▶ _Exercise prompt_:
Word for word, reproduce all entries below, leaving every picture out.

=== Begin Enclosure ===

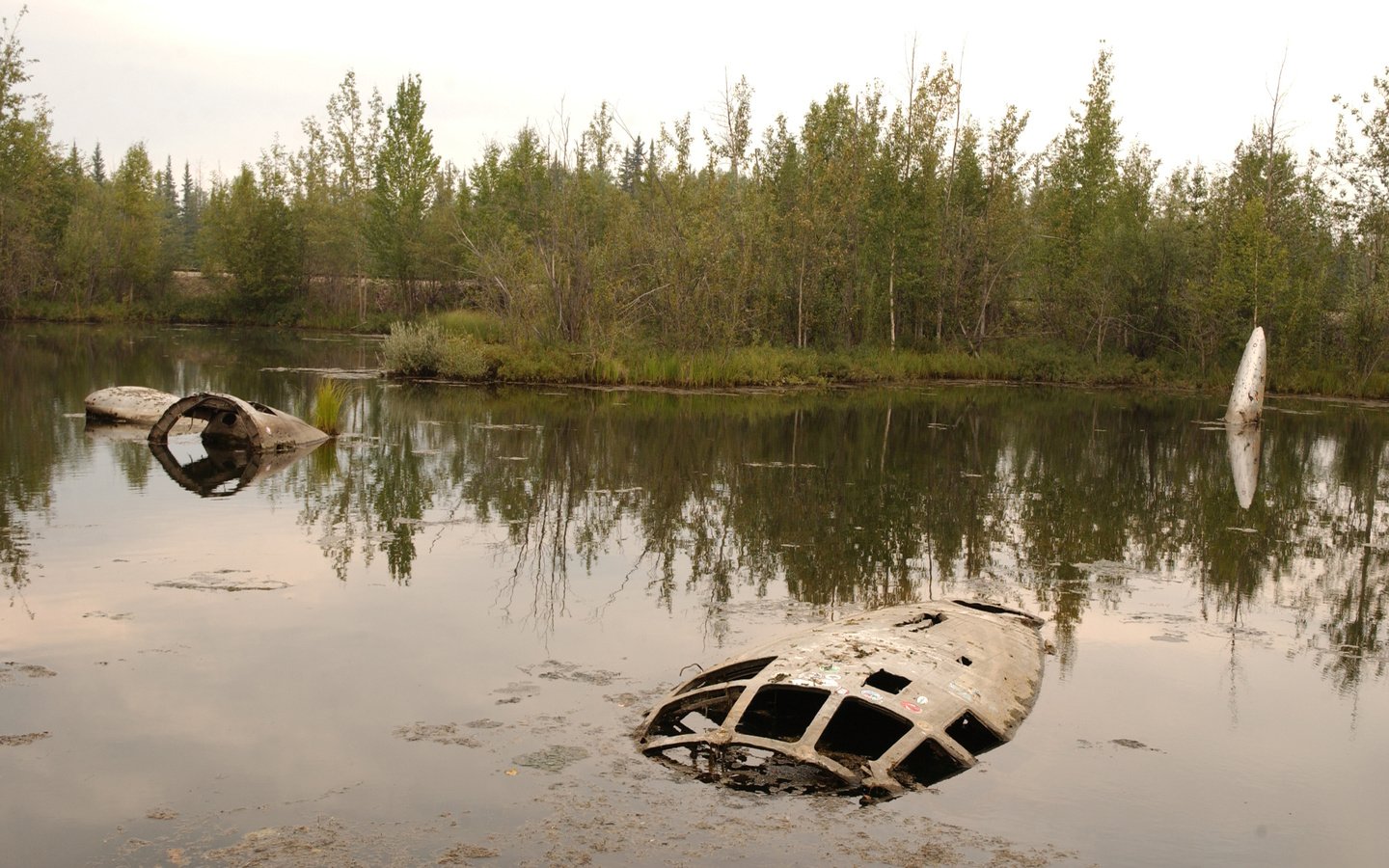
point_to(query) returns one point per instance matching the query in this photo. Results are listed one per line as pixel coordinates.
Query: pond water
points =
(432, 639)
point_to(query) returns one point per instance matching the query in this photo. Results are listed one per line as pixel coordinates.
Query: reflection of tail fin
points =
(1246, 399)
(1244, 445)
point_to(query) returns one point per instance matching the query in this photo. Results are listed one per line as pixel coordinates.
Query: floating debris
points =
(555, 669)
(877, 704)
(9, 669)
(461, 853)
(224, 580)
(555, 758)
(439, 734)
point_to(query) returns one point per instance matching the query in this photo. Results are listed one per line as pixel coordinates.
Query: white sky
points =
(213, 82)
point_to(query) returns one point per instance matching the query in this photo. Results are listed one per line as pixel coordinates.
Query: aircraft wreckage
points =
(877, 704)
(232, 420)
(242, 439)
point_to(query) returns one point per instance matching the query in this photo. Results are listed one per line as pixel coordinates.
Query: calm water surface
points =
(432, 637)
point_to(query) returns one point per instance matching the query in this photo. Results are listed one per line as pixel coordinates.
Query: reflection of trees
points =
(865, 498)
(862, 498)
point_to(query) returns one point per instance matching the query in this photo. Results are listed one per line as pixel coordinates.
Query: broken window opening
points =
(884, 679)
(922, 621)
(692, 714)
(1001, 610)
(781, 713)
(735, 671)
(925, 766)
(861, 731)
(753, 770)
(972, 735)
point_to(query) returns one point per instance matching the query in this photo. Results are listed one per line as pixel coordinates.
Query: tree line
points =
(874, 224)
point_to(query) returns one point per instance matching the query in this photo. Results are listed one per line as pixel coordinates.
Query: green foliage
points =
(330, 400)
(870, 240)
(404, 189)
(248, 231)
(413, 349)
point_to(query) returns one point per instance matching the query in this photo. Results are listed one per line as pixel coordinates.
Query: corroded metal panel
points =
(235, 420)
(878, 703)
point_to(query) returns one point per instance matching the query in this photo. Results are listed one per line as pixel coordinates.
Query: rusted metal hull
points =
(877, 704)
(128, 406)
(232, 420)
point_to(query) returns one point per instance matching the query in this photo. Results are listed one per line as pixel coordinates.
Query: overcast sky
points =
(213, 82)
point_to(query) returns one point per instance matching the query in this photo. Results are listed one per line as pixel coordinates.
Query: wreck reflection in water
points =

=== End Enclosure ===

▶ _Your response_:
point_to(query) returns one point per instance matching the query in this photo. Results are listed one per line as pixel coordinates.
Query: pond water
points =
(432, 639)
point_to(query) returns one point per instance matching the query in this photo. Results are listed one per line as pixel coordinates.
Query: reflection of tail fin
points =
(1246, 399)
(1244, 445)
point_to(query) returns one point per instance matching the query in this photo. Results are listed one per line as pixel coordinates.
Query: floating debris
points =
(555, 669)
(877, 704)
(9, 669)
(461, 853)
(224, 580)
(555, 758)
(439, 734)
point_to(query) returns one point per instance matching the query in this photo. Results are listed one per line as pixel coordinates.
Query: white sky
points =
(213, 82)
point_to(query) returns one point per instance matching the query in this photo. Results are listed one per line as pixel coordinates.
Query: aircraft wreckage
points =
(877, 704)
(232, 420)
(242, 439)
point_to(query) returns one point per instance matching the query in this photo. Results are listed one per line as pixel coordinates.
Query: calm water surface
points =
(432, 637)
point_to(query) returns one point per instance matching the query in this photo. Results are listed one per line as pixel coordinates.
Query: reflection of trees
points =
(865, 498)
(862, 498)
point_to(query) returns one point per instance matching the query in this photo. Results are listed one per line as pixel coordinates.
Query: broken window opening
points =
(884, 679)
(922, 621)
(692, 714)
(1001, 610)
(781, 713)
(735, 671)
(925, 766)
(861, 731)
(753, 770)
(972, 735)
point_to(query) returns one point per instance matching the query in this photo. Results are listed one per line as pixel coordinates.
Query: tree line
points =
(874, 224)
point_to(query) returns one point per instance matching the query in this photo. Results are listed one per line as pixel coordinates.
Query: green foliage
points =
(330, 400)
(870, 240)
(404, 189)
(248, 231)
(413, 349)
point_to(query) returns one point per instance matching the query in this photo. Results are listed one per line as pixel coordinates.
Query: corroded metal panel
points =
(235, 420)
(878, 703)
point_to(query) returns one point per instance matching the query in this photo. Results are listed one per line as pixel coordinates.
Query: rusted metal hull
points =
(877, 704)
(128, 406)
(232, 420)
point_to(query) returns one point per instance matching the query in this photo. Results are listed one per line as pixel coordinates.
Query: overcast sky
points =
(213, 82)
point_to(query) returns one point per instance matching the query in this photo. Results are listed one per line as pixel coordinates.
Query: wreck reflection in water
points =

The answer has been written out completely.